### Текст для чтения
■ ■ ■
Секс в кино и литературе
Шрифт:
Кокос ещё в далёком детстве без труда угадал то, о чём его друг Лайонел так никогда и не узнал бы. Речь идёт о любовной интрижке леди Марч с одним из офицеров. Чувство вины, связанное с ней, обернулось ненавистью к Кокосу.
Ему это стало ясно, когда Лайонел рассказал о том, что случилось после того, как их пути разошлись в детстве:
“ – Ну так вот, через две недели после того, как мы приплыли, тогда ещё мы жили у дедушки, подыскивая себе дом, Малыш умер.
– Умер? От чего? – воскликнул Кокос, вдруг разволновавшись. Задрал колени и лег на них подбородком. Нагой, полированный, смуглый, он являл образ статуи.
– От инфлюэнцы (гриппа),
– Бедный, милый Малыш. Значит, она считает, что это я убил его?
– Кокос! Как ты догадался? Ведь именно это она вбила себе в голову! Мы намучились, стараясь её переубедить”.
■ ■ ■
### Задание 1
От чего, по словам Лайонела в отрывке о Кокосе и Лайонеле, умер Малыш?
### Задание 2
Извлеките без изменений из отрывка о Кокосе и Лайонеле часть, которая открывается словами «Ему это стало» и закрывается словами «я убил его?».

### Выдержки из строк
■ ■ ■
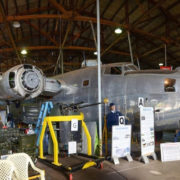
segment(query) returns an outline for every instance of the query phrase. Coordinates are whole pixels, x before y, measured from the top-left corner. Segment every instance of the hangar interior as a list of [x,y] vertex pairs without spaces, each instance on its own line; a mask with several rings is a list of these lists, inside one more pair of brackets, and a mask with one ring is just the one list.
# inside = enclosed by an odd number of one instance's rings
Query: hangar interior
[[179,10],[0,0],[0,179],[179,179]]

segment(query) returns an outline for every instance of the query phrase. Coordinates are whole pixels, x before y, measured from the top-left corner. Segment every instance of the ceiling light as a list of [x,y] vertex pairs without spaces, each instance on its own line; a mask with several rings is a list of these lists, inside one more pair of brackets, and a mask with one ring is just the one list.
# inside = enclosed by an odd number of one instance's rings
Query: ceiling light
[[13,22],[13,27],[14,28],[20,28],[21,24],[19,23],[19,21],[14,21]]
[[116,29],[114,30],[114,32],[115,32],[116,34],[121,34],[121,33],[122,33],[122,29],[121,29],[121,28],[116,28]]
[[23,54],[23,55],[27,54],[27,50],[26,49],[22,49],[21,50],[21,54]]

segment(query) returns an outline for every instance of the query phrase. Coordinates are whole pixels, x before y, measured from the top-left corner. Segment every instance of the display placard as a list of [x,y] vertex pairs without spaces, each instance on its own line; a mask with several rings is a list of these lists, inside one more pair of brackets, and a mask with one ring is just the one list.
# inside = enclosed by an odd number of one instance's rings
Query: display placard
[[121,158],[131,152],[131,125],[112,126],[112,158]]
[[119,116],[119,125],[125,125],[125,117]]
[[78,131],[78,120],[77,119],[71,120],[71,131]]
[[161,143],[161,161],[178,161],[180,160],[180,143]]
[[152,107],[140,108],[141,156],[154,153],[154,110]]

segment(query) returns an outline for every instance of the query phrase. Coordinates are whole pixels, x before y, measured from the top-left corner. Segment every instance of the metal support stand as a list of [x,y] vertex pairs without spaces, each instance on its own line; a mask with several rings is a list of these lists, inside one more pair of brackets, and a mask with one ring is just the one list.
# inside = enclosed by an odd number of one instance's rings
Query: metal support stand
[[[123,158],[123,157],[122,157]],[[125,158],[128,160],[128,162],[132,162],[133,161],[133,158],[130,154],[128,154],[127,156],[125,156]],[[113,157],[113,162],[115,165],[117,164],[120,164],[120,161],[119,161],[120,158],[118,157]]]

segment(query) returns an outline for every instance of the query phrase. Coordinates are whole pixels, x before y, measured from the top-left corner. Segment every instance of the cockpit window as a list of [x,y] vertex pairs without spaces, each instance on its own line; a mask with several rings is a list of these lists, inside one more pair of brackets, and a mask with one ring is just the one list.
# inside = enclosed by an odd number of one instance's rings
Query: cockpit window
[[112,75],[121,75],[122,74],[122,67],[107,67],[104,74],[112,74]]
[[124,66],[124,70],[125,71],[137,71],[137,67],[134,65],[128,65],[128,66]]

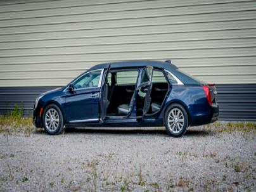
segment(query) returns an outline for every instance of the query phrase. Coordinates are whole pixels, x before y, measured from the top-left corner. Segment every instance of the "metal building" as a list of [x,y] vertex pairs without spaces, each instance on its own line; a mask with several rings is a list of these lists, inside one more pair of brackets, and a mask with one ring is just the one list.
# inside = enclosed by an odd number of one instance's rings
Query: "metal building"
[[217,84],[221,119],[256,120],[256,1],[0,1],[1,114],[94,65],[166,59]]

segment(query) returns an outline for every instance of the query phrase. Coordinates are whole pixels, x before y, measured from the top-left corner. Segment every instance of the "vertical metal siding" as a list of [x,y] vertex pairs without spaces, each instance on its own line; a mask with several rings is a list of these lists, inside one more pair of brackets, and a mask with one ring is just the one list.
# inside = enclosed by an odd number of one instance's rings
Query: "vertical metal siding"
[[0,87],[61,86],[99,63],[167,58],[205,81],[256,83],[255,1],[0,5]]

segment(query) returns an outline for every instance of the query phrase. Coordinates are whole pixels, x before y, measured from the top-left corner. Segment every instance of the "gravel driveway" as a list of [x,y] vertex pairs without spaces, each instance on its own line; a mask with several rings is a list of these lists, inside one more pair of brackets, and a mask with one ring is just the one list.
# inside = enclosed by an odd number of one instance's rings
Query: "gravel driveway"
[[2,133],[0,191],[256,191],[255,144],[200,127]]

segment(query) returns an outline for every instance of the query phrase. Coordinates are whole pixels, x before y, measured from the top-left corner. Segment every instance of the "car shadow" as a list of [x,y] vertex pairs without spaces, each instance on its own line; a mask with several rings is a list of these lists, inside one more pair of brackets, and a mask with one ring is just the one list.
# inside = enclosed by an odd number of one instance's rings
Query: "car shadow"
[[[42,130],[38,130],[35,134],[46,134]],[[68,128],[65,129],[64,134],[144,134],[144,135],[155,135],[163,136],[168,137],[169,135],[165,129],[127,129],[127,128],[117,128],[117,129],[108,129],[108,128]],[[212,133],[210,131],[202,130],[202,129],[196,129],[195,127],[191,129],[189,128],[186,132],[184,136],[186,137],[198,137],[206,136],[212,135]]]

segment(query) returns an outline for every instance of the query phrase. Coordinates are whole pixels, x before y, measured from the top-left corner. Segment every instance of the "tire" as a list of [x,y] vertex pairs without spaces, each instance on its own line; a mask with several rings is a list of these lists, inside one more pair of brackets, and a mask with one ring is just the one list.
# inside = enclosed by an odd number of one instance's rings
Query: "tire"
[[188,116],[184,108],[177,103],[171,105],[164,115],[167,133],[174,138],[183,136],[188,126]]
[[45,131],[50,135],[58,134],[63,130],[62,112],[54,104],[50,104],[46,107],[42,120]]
■ ■ ■
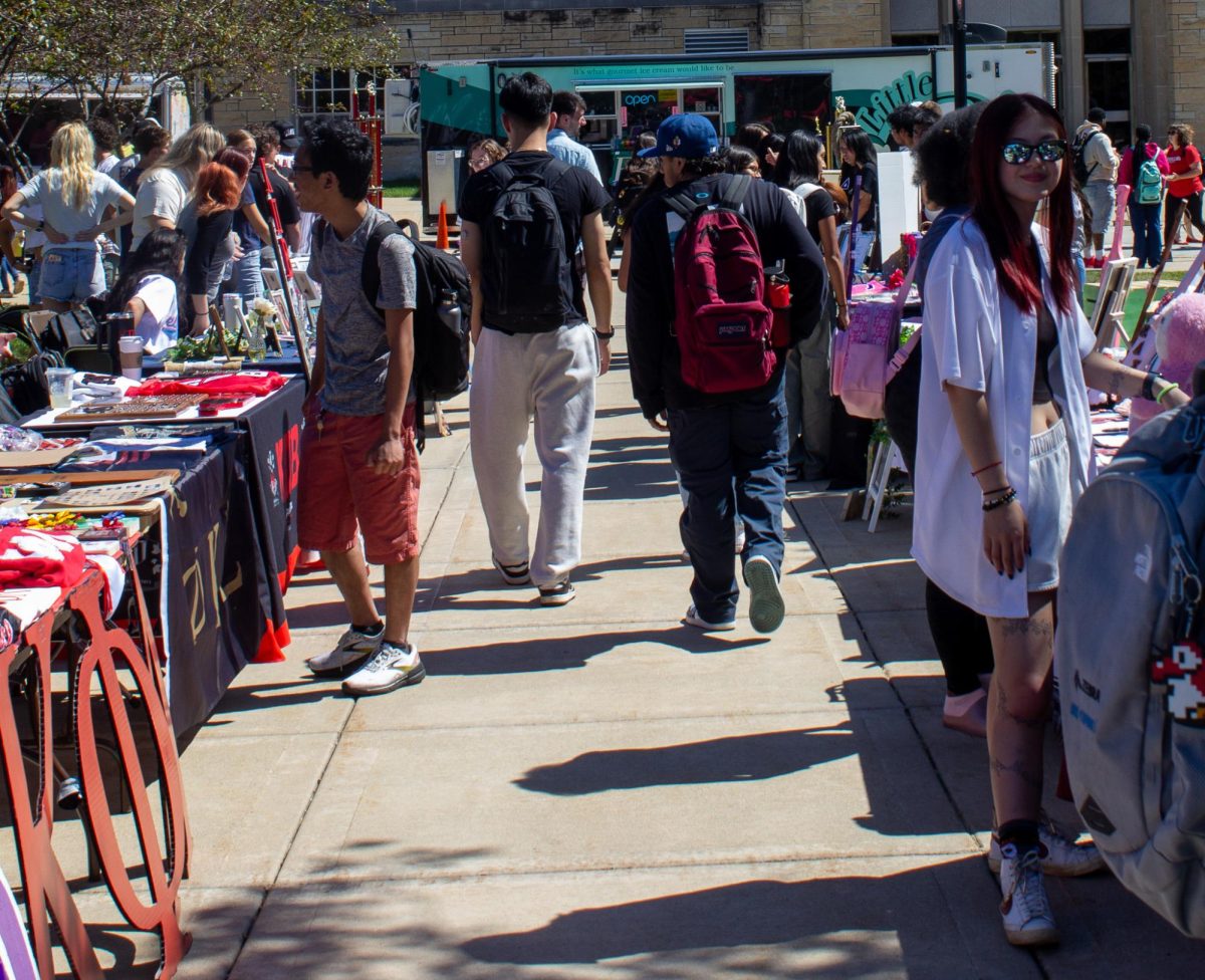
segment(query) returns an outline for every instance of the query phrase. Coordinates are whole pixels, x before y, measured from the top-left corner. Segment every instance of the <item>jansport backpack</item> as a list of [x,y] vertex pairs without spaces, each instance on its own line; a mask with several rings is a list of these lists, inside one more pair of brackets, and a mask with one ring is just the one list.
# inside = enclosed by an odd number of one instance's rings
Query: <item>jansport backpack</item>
■ ■ ■
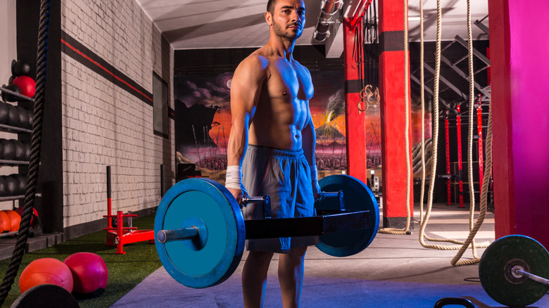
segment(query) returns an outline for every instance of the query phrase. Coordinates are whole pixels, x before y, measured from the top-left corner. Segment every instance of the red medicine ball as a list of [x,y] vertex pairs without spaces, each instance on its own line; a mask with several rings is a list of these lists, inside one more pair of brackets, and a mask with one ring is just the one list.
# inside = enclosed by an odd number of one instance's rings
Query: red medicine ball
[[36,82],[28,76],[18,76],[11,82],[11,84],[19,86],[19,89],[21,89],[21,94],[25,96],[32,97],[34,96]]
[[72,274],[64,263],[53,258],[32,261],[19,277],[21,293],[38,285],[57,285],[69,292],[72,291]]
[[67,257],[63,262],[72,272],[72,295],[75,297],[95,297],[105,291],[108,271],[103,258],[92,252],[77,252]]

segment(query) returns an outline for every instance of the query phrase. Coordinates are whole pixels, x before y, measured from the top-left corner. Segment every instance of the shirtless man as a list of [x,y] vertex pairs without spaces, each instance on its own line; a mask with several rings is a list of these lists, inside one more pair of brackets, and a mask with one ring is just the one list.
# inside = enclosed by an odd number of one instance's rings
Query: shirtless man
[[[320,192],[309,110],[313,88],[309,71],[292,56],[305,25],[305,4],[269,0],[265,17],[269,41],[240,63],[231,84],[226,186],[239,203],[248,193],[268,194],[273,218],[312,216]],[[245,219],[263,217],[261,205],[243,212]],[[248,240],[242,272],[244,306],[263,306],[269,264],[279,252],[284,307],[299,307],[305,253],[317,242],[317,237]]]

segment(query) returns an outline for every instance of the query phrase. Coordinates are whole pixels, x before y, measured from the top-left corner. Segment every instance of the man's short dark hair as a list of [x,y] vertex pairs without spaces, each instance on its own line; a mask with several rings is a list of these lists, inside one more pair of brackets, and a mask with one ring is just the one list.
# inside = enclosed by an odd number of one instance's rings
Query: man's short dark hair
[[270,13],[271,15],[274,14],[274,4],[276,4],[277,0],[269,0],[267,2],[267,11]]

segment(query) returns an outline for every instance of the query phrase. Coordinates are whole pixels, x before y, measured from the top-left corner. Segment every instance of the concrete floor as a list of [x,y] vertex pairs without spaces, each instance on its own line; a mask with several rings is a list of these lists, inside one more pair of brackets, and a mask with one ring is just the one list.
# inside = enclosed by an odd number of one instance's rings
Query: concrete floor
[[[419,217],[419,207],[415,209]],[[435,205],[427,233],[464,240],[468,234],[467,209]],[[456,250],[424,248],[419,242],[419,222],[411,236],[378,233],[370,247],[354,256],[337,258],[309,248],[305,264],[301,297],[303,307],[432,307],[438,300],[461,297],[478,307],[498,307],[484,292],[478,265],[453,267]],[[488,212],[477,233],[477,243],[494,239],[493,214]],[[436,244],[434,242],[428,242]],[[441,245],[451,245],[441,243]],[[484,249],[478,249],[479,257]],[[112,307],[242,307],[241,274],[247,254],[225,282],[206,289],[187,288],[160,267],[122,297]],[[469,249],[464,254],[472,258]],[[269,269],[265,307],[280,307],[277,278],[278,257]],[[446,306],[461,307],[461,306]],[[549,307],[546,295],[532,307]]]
■ ■ ■
### Разбор решения 1
Малыш умер от инфлюэнцы (гриппа).

### Разбор решения 2
Ему это стало ясно, когда Лайонел рассказал о том, что случилось после того, как их пути разошлись в детстве:
“ – Ну так вот, через две недели после того, как мы приплыли, тогда ещё мы жили у дедушки, подыскивая себе дом, Малыш умер.
– Умер? От чего? – воскликнул Кокос, вдруг разволновавшись. Задрал колени и лег на них подбородком. Нагой, полированный, смуглый, он являл образ статуи.
– От инфлюэнцы (гриппа),
– Бедный, милый Малыш. Значит, она считает, что это я убил его?